PASSAGE FOURNI —
# # #

# Bootcamp 40gb nécessaire



## etouf2 (22 Avril 2018)

Salut tout le monde !!
Me re voila une nouvelle fois avec mes affaires de bootcamp. Très gros problème cette fois qui me fait pas super rire mais bon. Lorsque je souhaite installer windows sur mon mac, le logiciel bootcamp m'informe que je n'ai pas l'espace de disque nécessaire, soit 40 go. De ce fait, je vais faire ma petite recherche sur mon stockage et la je m'aperçois que mon système établit de le record d'espace de : 164 go (du jamais vu !).
Je viens donc à vous pour pouvoir m'aider à résoudre ce problème, car je connais les experts en Mac que vous êtes vu le nombre de fois où vous avez pu m'aider.
Je vous poste la petite photo pour vous montrer le stockage système, et également la référence de mon mac.

# # #

EXTRAITS DES ITEMS —
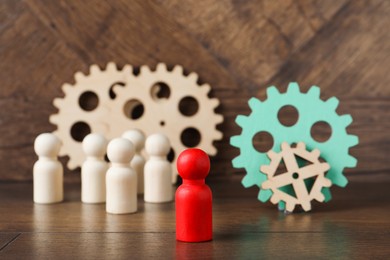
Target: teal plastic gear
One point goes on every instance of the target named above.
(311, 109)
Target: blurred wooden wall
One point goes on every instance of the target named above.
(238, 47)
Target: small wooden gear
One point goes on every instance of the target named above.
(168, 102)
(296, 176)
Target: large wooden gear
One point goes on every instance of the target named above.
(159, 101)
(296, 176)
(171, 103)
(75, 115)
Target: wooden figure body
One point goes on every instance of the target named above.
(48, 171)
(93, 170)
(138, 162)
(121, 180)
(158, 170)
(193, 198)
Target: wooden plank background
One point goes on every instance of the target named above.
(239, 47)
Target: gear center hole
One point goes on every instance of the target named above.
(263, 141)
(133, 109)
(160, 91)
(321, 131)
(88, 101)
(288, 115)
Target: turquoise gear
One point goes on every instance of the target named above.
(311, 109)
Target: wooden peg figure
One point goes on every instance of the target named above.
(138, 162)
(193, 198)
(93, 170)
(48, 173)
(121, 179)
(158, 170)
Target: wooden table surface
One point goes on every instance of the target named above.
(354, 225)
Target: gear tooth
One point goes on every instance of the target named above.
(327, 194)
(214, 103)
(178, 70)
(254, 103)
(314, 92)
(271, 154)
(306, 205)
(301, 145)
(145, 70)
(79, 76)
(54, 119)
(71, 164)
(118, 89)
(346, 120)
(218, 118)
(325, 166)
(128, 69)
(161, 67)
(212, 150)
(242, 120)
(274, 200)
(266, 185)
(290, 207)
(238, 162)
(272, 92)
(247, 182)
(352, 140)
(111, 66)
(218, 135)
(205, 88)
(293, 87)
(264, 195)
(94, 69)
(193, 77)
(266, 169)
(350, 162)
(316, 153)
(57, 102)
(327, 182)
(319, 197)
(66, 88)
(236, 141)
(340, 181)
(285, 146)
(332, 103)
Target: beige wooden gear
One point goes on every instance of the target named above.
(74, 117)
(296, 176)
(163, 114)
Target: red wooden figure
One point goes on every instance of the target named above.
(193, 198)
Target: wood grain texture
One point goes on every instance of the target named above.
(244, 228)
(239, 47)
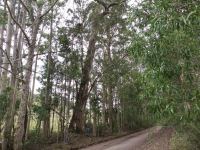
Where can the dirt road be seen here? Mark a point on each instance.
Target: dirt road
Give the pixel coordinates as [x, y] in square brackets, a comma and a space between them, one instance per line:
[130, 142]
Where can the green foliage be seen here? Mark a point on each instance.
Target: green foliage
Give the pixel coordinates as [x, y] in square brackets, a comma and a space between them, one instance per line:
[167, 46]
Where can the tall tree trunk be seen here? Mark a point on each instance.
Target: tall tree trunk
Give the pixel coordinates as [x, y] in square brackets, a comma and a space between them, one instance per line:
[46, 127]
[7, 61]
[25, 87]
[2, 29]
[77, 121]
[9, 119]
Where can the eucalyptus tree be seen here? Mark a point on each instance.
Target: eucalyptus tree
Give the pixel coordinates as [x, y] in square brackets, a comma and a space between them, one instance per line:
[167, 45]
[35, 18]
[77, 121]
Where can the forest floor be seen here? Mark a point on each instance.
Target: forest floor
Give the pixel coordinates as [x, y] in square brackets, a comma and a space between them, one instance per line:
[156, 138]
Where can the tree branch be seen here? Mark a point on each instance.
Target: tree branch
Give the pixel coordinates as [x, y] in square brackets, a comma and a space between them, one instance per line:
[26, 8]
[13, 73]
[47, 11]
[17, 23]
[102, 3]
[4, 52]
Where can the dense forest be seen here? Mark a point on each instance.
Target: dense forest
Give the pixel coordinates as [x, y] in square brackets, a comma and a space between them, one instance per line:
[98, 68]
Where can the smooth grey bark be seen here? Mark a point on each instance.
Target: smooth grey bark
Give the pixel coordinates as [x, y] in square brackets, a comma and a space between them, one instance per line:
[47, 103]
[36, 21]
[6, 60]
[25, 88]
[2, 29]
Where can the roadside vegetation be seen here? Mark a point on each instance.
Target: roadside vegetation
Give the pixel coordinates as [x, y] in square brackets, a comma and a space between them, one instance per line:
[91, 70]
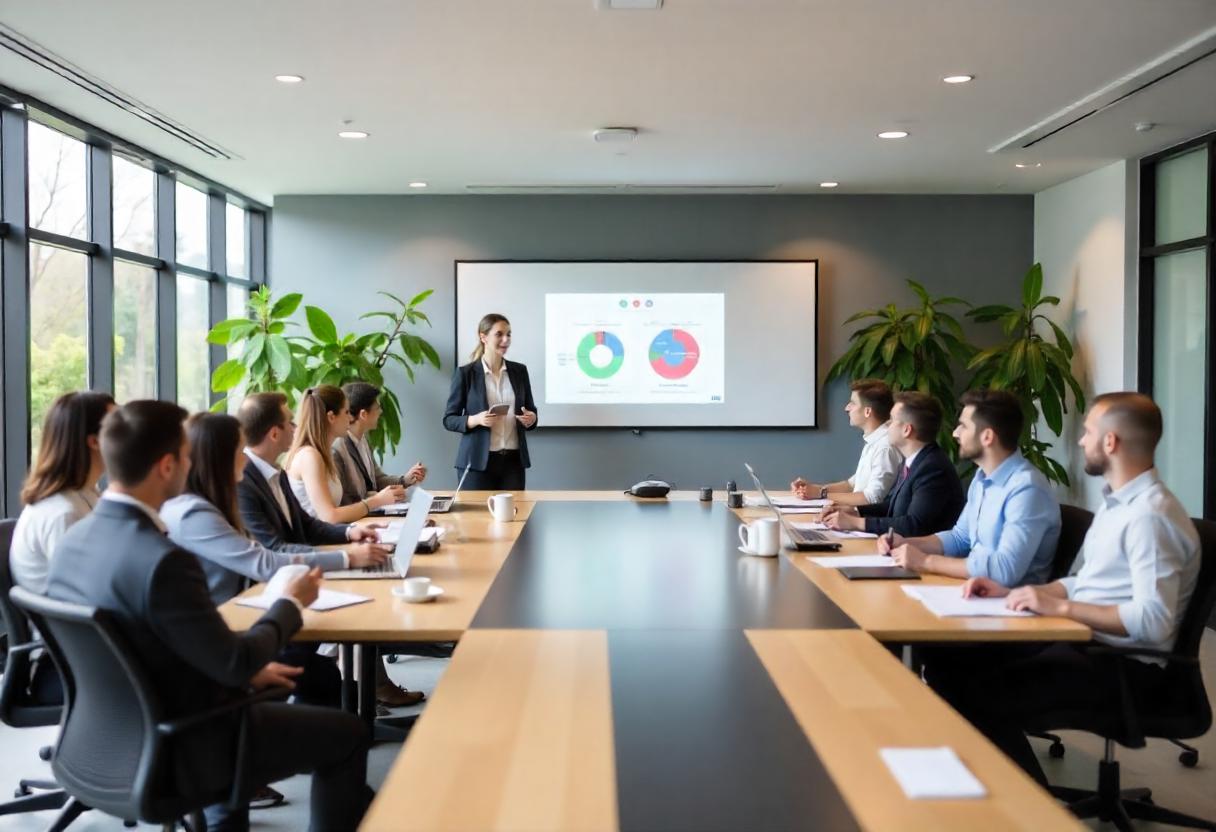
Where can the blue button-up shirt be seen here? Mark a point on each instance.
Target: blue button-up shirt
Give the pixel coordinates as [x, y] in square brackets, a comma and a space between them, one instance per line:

# # #

TÂCHES —
- a) Répondez à ces questions sur le message sur Bootcamp :
(i) Quel espace disque le logiciel Bootcamp exige-t-il ?
(ii) Quelle quantité de stockage le système occupe-t-il d'après l'auteur ?
(iii) Que l'auteur poste-t-il en fin de message ?
- b) Recopiez le message sur Bootcamp de « Salut tout le » à « de mon mac. ».
- c) Indiquez, s'il vous plaît, si chaque affirmation concorde avec le message sur Bootcamp :
(i) L'auteur veut installer Windows sur son Mac.
(ii) C'est la première fois que l'auteur vient parler de Bootcamp.
(iii) L'auteur joint une photo à son message.

RÉPONSES COMPLÈTES —
- a)
(i) 40 go.
(ii) 164 go.
(iii) Une petite photo du stockage système, ainsi que la référence de son Mac.

- b)
Salut tout le monde !!
Me re voila une nouvelle fois avec mes affaires de bootcamp. Très gros problème cette fois qui me fait pas super rire mais bon. Lorsque je souhaite installer windows sur mon mac, le logiciel bootcamp m'informe que je n'ai pas l'espace de disque nécessaire, soit 40 go. De ce fait, je vais faire ma petite recherche sur mon stockage et la je m'aperçois que mon système établit de le record d'espace de : 164 go (du jamais vu !).
Je viens donc à vous pour pouvoir m'aider à résoudre ce problème, car je connais les experts en Mac que vous êtes vu le nombre de fois où vous avez pu m'aider.
Je vous poste la petite photo pour vous montrer le stockage système, et également la référence de mon mac.

- c)
(i) Oui : « Lorsque je souhaite installer windows sur mon mac ».
(ii) Non : « Me re voila une nouvelle fois avec mes affaires de bootcamp ».
(iii) Oui : « Je vous poste la petite photo pour vous montrer le stockage système ».